The full set of entries below needs to be written out exactly.

**Recorded information:**
----------

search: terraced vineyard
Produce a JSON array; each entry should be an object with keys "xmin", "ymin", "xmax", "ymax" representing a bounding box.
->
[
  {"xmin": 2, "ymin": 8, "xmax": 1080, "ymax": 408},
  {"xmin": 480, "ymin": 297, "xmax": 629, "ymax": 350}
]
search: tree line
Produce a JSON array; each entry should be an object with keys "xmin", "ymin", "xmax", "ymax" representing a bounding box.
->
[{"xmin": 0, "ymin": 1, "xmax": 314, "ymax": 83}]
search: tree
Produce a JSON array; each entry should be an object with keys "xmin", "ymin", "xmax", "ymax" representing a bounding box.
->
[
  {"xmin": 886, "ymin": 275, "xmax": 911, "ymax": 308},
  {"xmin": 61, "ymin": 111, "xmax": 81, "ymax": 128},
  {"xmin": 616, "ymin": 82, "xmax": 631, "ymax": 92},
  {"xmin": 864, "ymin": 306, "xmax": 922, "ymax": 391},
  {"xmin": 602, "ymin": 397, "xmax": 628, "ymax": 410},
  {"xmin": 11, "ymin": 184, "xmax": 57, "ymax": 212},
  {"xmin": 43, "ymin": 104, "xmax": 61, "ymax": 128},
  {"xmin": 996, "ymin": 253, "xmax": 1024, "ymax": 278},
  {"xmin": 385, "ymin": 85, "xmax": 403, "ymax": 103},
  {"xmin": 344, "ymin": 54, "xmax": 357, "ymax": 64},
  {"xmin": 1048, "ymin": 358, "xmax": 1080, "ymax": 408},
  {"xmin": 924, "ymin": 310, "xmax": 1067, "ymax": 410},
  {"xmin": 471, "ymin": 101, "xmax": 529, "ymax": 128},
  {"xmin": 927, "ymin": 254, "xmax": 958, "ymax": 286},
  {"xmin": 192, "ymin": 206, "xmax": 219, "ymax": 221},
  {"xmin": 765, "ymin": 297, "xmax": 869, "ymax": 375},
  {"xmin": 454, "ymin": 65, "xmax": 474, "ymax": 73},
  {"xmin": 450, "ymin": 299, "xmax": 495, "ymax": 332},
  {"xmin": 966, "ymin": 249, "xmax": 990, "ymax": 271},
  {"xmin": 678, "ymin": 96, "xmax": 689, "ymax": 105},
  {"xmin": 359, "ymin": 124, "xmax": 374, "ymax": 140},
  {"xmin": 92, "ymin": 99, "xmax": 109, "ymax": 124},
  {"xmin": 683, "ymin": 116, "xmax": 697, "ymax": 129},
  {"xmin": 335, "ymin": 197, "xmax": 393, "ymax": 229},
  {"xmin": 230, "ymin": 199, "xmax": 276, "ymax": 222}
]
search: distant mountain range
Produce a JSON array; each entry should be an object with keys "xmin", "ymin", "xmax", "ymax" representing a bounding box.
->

----------

**Answer:**
search: terraced vineyard
Produce a JSON array; each entry should be an object with keys "xmin", "ymin", "xmax", "ymax" representing a bounding box.
->
[
  {"xmin": 2, "ymin": 8, "xmax": 1080, "ymax": 408},
  {"xmin": 480, "ymin": 297, "xmax": 629, "ymax": 350}
]
search: tree line
Produce a JSON array; each entry should be an object with keys "xmin", "ymin", "xmax", "ymax" representing a bounding box.
->
[{"xmin": 0, "ymin": 1, "xmax": 314, "ymax": 83}]
search: tree
Produce a JSON array; each entry should be an object with keys "xmin", "ymin", "xmax", "ymax" representing a bounding box.
->
[
  {"xmin": 886, "ymin": 275, "xmax": 911, "ymax": 308},
  {"xmin": 61, "ymin": 111, "xmax": 81, "ymax": 128},
  {"xmin": 616, "ymin": 82, "xmax": 631, "ymax": 92},
  {"xmin": 864, "ymin": 306, "xmax": 922, "ymax": 391},
  {"xmin": 602, "ymin": 397, "xmax": 628, "ymax": 410},
  {"xmin": 11, "ymin": 184, "xmax": 57, "ymax": 212},
  {"xmin": 43, "ymin": 104, "xmax": 61, "ymax": 128},
  {"xmin": 996, "ymin": 253, "xmax": 1024, "ymax": 278},
  {"xmin": 385, "ymin": 85, "xmax": 403, "ymax": 103},
  {"xmin": 344, "ymin": 54, "xmax": 357, "ymax": 64},
  {"xmin": 1048, "ymin": 358, "xmax": 1080, "ymax": 408},
  {"xmin": 924, "ymin": 310, "xmax": 1067, "ymax": 410},
  {"xmin": 471, "ymin": 101, "xmax": 529, "ymax": 128},
  {"xmin": 927, "ymin": 254, "xmax": 958, "ymax": 286},
  {"xmin": 192, "ymin": 206, "xmax": 219, "ymax": 221},
  {"xmin": 765, "ymin": 297, "xmax": 869, "ymax": 375},
  {"xmin": 454, "ymin": 65, "xmax": 474, "ymax": 73},
  {"xmin": 450, "ymin": 299, "xmax": 495, "ymax": 332},
  {"xmin": 966, "ymin": 249, "xmax": 990, "ymax": 271},
  {"xmin": 678, "ymin": 96, "xmax": 689, "ymax": 105},
  {"xmin": 359, "ymin": 124, "xmax": 374, "ymax": 140},
  {"xmin": 92, "ymin": 99, "xmax": 109, "ymax": 124},
  {"xmin": 683, "ymin": 116, "xmax": 697, "ymax": 129},
  {"xmin": 335, "ymin": 197, "xmax": 393, "ymax": 229},
  {"xmin": 230, "ymin": 199, "xmax": 276, "ymax": 222}
]
search: distant mountain range
Produce a JSON array; each entry should be an object with keys "xmin", "ymin", "xmax", "ymax" representing a bounding box.
->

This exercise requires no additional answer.